**Exercise prompt:** Count the lines in the rows below that contain the string "knit", with uppercase and lowercase letters treated as different. Report only the number.

**Entries shown:**
-=-=-
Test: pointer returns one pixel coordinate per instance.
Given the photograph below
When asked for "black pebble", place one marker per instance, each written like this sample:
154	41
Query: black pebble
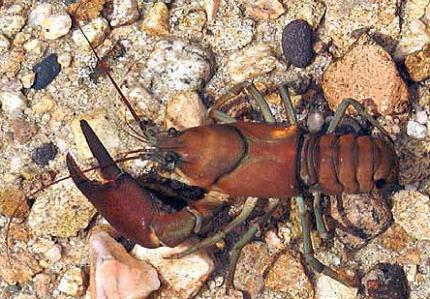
297	43
46	71
43	154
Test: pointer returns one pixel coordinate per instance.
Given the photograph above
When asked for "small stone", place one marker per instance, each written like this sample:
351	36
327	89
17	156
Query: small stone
327	287
287	275
183	277
297	40
386	281
13	103
156	20
369	75
43	154
264	9
11	24
254	260
46	71
124	12
73	282
411	211
114	271
96	32
185	110
360	218
251	62
4	43
176	66
416	130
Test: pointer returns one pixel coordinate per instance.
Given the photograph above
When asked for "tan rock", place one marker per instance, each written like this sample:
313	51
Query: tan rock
185	110
287	275
251	62
367	74
116	274
156	20
182	278
264	9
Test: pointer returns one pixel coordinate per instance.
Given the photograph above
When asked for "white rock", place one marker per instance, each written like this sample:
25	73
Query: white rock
13	103
95	31
124	12
327	287
183	277
73	282
416	130
56	26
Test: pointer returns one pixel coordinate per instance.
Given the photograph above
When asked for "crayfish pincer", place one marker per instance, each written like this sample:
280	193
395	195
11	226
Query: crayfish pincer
264	160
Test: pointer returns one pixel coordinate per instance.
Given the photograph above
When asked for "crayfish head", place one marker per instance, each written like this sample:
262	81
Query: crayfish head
202	154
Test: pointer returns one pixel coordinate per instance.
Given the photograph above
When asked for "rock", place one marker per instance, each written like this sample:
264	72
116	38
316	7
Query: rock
185	110
251	62
73	282
124	12
359	218
176	66
10	25
4	44
44	153
114	271
156	21
343	17
211	8
96	32
183	277
418	64
367	74
264	9
287	275
13	103
254	260
55	26
104	129
327	287
411	211
297	43
386	281
46	71
416	130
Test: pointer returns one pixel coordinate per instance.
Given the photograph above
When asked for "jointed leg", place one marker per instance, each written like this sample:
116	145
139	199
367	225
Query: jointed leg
308	249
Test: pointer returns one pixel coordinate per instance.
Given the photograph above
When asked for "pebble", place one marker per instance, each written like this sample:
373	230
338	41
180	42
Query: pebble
183	277
386	281
297	40
254	260
416	130
411	211
13	103
176	66
251	62
185	110
366	72
96	32
125	12
264	9
4	44
46	71
73	282
114	271
327	287
156	21
287	275
43	154
360	218
10	25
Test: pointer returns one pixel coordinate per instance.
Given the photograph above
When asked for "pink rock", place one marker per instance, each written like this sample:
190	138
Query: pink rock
116	274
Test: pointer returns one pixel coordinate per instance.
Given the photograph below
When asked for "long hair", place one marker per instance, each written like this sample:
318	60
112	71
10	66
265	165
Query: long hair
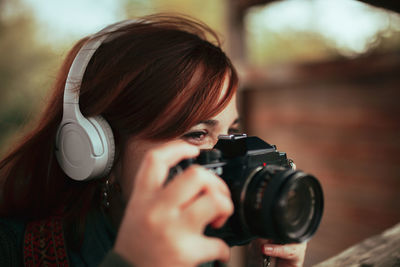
155	78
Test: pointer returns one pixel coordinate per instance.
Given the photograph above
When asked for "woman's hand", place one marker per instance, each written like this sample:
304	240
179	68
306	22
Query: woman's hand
289	255
163	224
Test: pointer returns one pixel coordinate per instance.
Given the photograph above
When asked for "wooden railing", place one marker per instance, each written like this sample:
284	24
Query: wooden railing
378	251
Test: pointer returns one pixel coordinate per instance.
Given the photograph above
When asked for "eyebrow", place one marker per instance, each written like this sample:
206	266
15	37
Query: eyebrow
215	122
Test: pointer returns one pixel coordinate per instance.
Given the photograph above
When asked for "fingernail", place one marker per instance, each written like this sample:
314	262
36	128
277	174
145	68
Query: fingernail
268	249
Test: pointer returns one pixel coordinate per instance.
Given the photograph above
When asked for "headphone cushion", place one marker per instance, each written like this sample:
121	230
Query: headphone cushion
107	138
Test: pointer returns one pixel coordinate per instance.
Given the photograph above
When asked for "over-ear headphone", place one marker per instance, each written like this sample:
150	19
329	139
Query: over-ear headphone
84	146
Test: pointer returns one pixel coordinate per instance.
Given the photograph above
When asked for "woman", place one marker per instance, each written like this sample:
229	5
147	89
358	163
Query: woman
166	91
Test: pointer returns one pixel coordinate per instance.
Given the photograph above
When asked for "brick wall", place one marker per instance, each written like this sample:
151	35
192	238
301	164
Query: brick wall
341	122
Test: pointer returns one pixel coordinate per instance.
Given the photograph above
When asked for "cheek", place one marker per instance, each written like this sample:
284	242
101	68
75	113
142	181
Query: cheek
129	167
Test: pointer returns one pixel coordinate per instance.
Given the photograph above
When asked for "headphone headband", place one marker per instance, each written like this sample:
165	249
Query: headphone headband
85	146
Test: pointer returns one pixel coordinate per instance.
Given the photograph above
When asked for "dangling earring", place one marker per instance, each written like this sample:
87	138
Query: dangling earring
106	193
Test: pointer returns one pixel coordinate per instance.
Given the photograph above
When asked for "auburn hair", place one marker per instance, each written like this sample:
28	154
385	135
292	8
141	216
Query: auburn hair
154	78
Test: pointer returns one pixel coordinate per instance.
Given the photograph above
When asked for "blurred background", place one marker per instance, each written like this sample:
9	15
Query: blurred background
319	78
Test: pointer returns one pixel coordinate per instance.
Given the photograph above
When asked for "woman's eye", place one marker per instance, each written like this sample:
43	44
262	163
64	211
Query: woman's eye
195	136
234	131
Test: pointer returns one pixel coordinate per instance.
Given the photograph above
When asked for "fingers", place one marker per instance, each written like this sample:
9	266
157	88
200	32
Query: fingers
157	162
213	249
290	251
210	208
192	182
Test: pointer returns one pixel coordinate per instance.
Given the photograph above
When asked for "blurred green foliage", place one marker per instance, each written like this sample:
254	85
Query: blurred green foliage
28	66
26	70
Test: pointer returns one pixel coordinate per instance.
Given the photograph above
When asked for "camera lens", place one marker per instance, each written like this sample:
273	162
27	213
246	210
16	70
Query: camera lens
283	204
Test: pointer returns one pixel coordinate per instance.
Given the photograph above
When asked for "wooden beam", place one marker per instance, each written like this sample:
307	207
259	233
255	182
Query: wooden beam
380	250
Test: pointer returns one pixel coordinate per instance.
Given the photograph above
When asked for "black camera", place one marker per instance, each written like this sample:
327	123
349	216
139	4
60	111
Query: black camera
271	199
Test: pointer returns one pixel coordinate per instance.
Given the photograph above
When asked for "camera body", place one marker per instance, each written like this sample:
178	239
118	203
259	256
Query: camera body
271	199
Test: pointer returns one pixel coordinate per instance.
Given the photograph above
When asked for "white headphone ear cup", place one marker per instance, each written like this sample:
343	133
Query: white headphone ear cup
107	137
85	148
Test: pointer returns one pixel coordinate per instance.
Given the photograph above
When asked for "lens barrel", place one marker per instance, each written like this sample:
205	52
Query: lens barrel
282	204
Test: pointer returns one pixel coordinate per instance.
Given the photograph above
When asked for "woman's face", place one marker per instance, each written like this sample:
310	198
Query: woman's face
204	135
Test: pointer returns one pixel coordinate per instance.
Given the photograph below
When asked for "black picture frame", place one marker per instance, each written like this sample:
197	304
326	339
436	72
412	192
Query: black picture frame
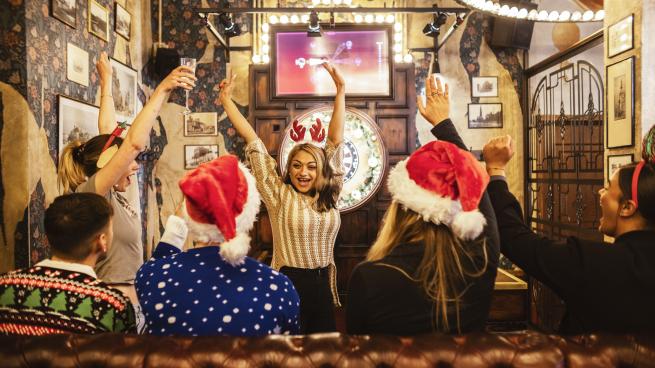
59	14
187	165
118	7
498	125
632	36
610	172
338	27
609	110
473	94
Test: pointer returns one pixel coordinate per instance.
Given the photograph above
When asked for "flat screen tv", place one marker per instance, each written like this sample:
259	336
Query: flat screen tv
361	52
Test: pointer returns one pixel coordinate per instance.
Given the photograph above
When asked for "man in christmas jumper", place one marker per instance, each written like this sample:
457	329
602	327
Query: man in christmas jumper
214	289
63	294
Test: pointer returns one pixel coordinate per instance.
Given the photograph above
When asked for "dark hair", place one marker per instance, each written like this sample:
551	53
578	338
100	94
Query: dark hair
72	220
645	189
78	161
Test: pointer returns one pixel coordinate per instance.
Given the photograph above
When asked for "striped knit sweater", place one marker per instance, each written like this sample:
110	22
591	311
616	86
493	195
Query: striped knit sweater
302	236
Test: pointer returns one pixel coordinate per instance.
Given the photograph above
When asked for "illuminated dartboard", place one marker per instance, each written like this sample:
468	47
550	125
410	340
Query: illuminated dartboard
364	155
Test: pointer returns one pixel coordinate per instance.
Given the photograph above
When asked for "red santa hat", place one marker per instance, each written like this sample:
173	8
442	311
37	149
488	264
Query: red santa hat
444	185
222	203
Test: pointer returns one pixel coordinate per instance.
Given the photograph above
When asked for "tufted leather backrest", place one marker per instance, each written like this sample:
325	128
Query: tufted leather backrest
516	349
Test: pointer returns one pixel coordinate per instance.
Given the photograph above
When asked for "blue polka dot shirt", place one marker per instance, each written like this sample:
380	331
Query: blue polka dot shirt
197	293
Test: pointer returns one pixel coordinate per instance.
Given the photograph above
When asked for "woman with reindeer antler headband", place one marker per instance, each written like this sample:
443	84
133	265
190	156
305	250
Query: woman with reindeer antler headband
105	164
302	205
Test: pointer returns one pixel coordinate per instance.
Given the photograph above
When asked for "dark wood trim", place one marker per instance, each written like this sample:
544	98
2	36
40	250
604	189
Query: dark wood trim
582	45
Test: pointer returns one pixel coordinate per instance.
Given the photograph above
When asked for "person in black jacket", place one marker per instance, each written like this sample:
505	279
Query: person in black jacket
433	265
606	287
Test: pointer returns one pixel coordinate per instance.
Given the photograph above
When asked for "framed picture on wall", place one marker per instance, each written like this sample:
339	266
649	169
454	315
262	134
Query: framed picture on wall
98	20
123	22
124	89
620	115
201	124
196	154
620	36
484	87
614	162
77	121
485	115
77	65
65	11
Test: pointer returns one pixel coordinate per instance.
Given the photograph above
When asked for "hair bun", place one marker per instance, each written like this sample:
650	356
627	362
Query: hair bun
648	146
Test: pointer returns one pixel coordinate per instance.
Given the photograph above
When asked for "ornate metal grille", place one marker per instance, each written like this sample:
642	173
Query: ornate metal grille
565	165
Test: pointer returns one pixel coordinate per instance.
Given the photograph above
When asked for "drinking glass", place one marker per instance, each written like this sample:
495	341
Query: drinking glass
191	63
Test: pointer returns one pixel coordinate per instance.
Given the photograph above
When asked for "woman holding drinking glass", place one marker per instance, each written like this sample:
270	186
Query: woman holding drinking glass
106	164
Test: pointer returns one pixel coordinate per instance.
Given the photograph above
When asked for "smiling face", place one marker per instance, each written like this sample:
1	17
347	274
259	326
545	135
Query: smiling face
127	177
303	171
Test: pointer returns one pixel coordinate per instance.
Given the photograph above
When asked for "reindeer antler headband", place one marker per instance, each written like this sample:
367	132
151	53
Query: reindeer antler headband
297	133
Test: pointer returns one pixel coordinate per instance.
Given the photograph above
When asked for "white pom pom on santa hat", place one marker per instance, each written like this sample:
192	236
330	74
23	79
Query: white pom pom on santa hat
222	203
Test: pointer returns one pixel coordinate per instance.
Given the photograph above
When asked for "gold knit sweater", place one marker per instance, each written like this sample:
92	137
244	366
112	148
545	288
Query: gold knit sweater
302	236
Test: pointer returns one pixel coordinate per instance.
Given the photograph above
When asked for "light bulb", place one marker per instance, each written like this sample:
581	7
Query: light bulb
588	15
522	14
553	16
600	15
533	14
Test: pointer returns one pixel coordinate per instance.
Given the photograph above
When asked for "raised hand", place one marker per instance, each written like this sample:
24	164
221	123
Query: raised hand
180	77
104	69
225	87
497	153
437	106
339	82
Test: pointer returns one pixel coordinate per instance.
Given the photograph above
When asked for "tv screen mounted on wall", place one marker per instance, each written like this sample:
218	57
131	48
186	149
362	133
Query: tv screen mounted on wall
362	53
-=-=-
**Final result:** 4